**Recorded information:**
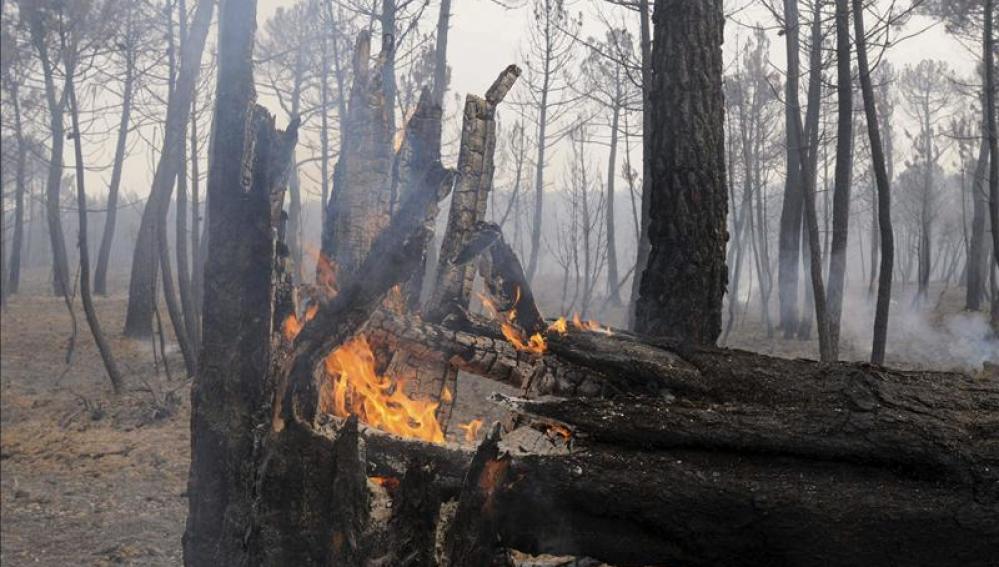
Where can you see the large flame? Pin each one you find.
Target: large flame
(377, 400)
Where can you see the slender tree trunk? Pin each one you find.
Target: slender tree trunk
(884, 190)
(142, 283)
(111, 217)
(440, 53)
(613, 286)
(53, 186)
(844, 168)
(539, 174)
(689, 200)
(81, 205)
(20, 165)
(978, 263)
(642, 227)
(197, 256)
(990, 120)
(790, 217)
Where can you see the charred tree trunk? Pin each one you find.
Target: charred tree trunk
(978, 263)
(13, 272)
(56, 104)
(453, 289)
(142, 282)
(111, 217)
(887, 237)
(844, 170)
(790, 218)
(361, 203)
(689, 202)
(230, 397)
(81, 205)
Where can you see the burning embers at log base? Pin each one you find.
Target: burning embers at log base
(382, 402)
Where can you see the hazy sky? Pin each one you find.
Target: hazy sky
(485, 37)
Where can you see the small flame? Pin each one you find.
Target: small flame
(326, 271)
(560, 326)
(292, 326)
(471, 429)
(535, 344)
(377, 400)
(400, 135)
(387, 482)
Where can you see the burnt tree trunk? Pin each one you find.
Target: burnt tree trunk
(111, 217)
(360, 206)
(684, 281)
(142, 281)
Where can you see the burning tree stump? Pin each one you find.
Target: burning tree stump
(678, 455)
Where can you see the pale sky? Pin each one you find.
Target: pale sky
(485, 37)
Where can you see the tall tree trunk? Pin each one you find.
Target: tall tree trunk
(613, 285)
(111, 217)
(884, 190)
(53, 185)
(81, 206)
(539, 174)
(183, 260)
(844, 168)
(789, 243)
(684, 281)
(990, 121)
(20, 187)
(142, 283)
(642, 257)
(197, 257)
(440, 53)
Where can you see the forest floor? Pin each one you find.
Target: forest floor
(89, 479)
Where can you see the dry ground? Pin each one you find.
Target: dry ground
(90, 479)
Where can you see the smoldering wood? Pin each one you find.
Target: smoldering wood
(453, 288)
(473, 538)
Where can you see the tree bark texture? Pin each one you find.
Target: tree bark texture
(360, 207)
(111, 217)
(142, 281)
(684, 281)
(453, 288)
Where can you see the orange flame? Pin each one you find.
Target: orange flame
(471, 429)
(589, 325)
(292, 326)
(559, 326)
(387, 482)
(377, 400)
(535, 344)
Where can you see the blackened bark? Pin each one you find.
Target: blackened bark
(844, 169)
(453, 289)
(684, 281)
(231, 395)
(13, 272)
(81, 205)
(53, 184)
(977, 262)
(993, 136)
(142, 282)
(789, 242)
(361, 203)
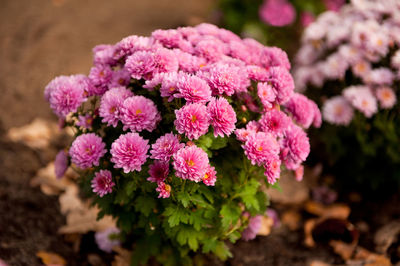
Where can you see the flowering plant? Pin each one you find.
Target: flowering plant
(177, 133)
(350, 64)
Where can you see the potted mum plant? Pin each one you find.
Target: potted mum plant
(178, 133)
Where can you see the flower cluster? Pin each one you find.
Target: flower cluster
(359, 46)
(161, 114)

**Goal of the exercise:**
Copy the data from the line with "Where can you see the dry" through the end, requests included, and add 35 to every number in the coordinates. Leave the pictures out.

**Task output:**
Where can you see the dry ground? Pin each one you find.
Target: dry ground
(125, 514)
Where can you see the smoldering wood? Pin each one you find.
Target: smoldering wood
(488, 323)
(508, 573)
Where can you see the tree bark texture? Pin each one you find.
Target: tree bark texture
(395, 242)
(146, 252)
(177, 316)
(719, 316)
(488, 323)
Where can you see the orange flame? Pin each one you find.
Target: orange flame
(506, 464)
(624, 360)
(327, 361)
(594, 361)
(422, 517)
(412, 435)
(570, 379)
Where can you see the blackened bark? Pin each one you find.
Target: blackened bark
(879, 204)
(488, 324)
(719, 316)
(266, 430)
(48, 307)
(116, 240)
(88, 219)
(1012, 297)
(1028, 171)
(177, 317)
(824, 277)
(396, 238)
Where can you see the flowering plant? Pin each one you find.
Target: flowering plant
(212, 168)
(385, 99)
Where can you see the potted mum plant? Pin each one you find.
Target: potted mum plant
(213, 168)
Where can you see the flower cluster? Pin each one you find.
Target: flower cluster
(394, 81)
(196, 149)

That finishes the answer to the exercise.